- **EXTRACT TO READ**:
Everyone has had a situation like this, because most people find friends (even of the opposite sex) who they feel comfortable with and like hanging around because they share similar interests, etc. By having a person feel comfortable around a member of the same sex as you it really boils down to competing for their time and attention.
Many people say it isn't possible to have friends of the opposite sex. Why, just look at this scenario in When Harry Met Sally.
Harry: Men and women can't be friends because the sex thing always gets in the way. |
So the question to ask is: Is it true? Can men and women really not be friends? I think that it honestly depends on a few factors.
Going from my own experiences I can say that I have three male friends I have known almost since infancy and we are still very good friends today. We never crossed any lines of being more than friends, but I do know that two of the three at one point had feelings for me. It did make the friendship rather complicated and so we put distance between each other until the feelings were no longer there and we could go back to being only friends.
If a friendship line is crossed by having sex with the friend, the relationship can rarely go back to the way things were pre-coitus. In fact, it usually ruins the friendship in most cases because one friend usually still harbors some intimate feelings from the encounter. And honestly these feelings are justifiable. After all, this is someone you were close to and could be yourself around so it is normal to have feelings develop after being that intimate with each other.

- **EXTRACTED ENTRIES**:
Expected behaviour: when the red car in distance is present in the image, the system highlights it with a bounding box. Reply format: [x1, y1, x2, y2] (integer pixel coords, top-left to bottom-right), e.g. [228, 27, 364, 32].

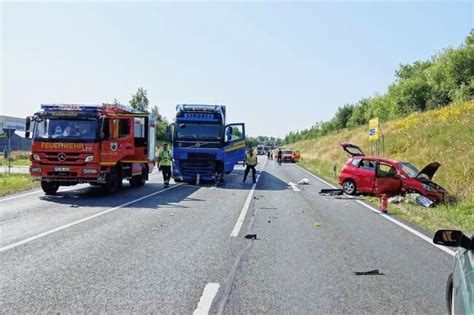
==
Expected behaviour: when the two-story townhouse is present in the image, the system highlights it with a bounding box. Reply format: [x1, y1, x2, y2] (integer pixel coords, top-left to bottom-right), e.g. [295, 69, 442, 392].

- **GOAL**:
Reproduce the essay above on friendships between men and women word for word, from its first sentence to its last.

- **TASK OUTPUT**:
Everyone has had a situation like this, because most people find friends (even of the opposite sex) who they feel comfortable with and like hanging around because they share similar interests, etc. By having a person feel comfortable around a member of the same sex as you it really boils down to competing for their time and attention.
Many people say it isn't possible to have friends of the opposite sex. Why, just look at this scenario in When Harry Met Sally.
Harry: Men and women can't be friends because the sex thing always gets in the way. |
So the question to ask is: Is it true? Can men and women really not be friends? I think that it honestly depends on a few factors.
Going from my own experiences I can say that I have three male friends I have known almost since infancy and we are still very good friends today. We never crossed any lines of being more than friends, but I do know that two of the three at one point had feelings for me. It did make the friendship rather complicated and so we put distance between each other until the feelings were no longer there and we could go back to being only friends.
If a friendship line is crossed by having sex with the friend, the relationship can rarely go back to the way things were pre-coitus. In fact, it usually ruins the friendship in most cases because one friend usually still harbors some intimate feelings from the encounter. And honestly these feelings are justifiable. After all, this is someone you were close to and could be yourself around so it is normal to have feelings develop after being that intimate with each other.